Problem: Swap every "even-odd rule" in the material below for "nonzero winding rule", and reproduce the rest of it unchanged.

Material to process:
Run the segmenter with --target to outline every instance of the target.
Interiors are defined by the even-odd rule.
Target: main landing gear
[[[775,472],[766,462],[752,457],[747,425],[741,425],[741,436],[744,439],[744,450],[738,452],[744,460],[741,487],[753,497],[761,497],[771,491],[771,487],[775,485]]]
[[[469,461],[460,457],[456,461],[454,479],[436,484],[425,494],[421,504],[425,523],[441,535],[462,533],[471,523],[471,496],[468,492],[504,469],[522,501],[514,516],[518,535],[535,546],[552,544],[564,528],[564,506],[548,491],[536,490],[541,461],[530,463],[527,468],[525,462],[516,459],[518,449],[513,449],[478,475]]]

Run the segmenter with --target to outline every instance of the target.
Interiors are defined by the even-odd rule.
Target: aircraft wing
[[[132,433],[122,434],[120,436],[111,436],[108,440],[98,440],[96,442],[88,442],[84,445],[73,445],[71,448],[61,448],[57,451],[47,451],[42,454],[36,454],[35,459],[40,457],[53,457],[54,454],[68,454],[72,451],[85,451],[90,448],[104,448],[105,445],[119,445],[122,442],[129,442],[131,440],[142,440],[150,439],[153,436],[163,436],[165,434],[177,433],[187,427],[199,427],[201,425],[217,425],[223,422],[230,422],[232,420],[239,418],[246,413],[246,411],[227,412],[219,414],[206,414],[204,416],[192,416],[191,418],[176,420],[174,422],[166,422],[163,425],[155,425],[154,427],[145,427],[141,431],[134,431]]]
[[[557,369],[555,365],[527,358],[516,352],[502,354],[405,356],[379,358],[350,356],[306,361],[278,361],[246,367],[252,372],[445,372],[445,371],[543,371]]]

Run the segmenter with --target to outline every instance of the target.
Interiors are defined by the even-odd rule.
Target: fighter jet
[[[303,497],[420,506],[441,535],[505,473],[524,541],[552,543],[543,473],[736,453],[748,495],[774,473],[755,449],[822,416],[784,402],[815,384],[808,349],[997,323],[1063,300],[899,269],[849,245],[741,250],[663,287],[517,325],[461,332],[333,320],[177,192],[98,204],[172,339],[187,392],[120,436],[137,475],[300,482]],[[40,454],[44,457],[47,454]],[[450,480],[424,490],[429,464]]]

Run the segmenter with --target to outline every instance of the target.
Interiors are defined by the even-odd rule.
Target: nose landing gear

Reply:
Run the segmenter with --target to outline every instance of the target.
Interiors are defined by the nonzero winding rule.
Target: main landing gear
[[[775,472],[766,462],[752,457],[747,425],[741,425],[741,436],[744,439],[744,450],[738,452],[744,460],[741,487],[753,497],[761,497],[771,491],[771,487],[775,485]]]
[[[469,461],[460,457],[456,461],[454,479],[436,484],[425,494],[421,504],[425,523],[441,535],[462,533],[471,523],[471,496],[468,492],[504,469],[522,501],[514,516],[518,535],[535,546],[552,544],[564,528],[564,506],[548,491],[536,490],[541,461],[530,463],[527,468],[525,462],[516,459],[518,449],[513,449],[478,475]]]

Run the segmenter with --target to outline every instance of the target.
Interiors are defined by the nonzero winding rule.
Target: aircraft wing
[[[132,433],[122,434],[120,436],[111,436],[108,440],[98,440],[96,442],[88,442],[84,445],[73,445],[71,448],[61,448],[57,451],[47,451],[42,454],[36,454],[35,459],[40,457],[53,457],[54,454],[68,454],[72,451],[85,451],[90,448],[104,448],[105,445],[119,445],[122,442],[129,442],[131,440],[142,440],[150,439],[153,436],[163,436],[165,434],[177,433],[187,427],[199,427],[201,425],[217,425],[223,422],[230,422],[232,420],[239,418],[246,413],[246,411],[227,412],[219,414],[206,414],[204,416],[192,416],[191,418],[176,420],[174,422],[166,422],[163,425],[155,425],[154,427],[145,427],[141,431],[134,431]]]
[[[557,369],[555,365],[527,358],[516,352],[502,354],[405,356],[379,358],[350,356],[306,361],[278,361],[246,367],[252,372],[445,372],[445,371],[543,371]]]

Run the segmenter with --target to outline every instance of the target.
Interiors are defined by the nonzero winding rule.
Target: fighter jet
[[[303,497],[420,506],[441,535],[505,473],[524,541],[552,543],[543,473],[736,453],[748,495],[774,473],[755,449],[822,416],[784,402],[815,384],[808,349],[997,323],[1063,300],[899,269],[849,245],[741,250],[663,287],[517,325],[461,332],[333,320],[177,192],[98,204],[172,339],[187,392],[120,436],[137,475],[300,482]],[[40,454],[44,457],[47,454]],[[450,480],[424,490],[429,464]]]

Run the segmenter with --target to outline every instance of the target.
Interiors are defined by the nonzero winding rule.
Target: nose landing gear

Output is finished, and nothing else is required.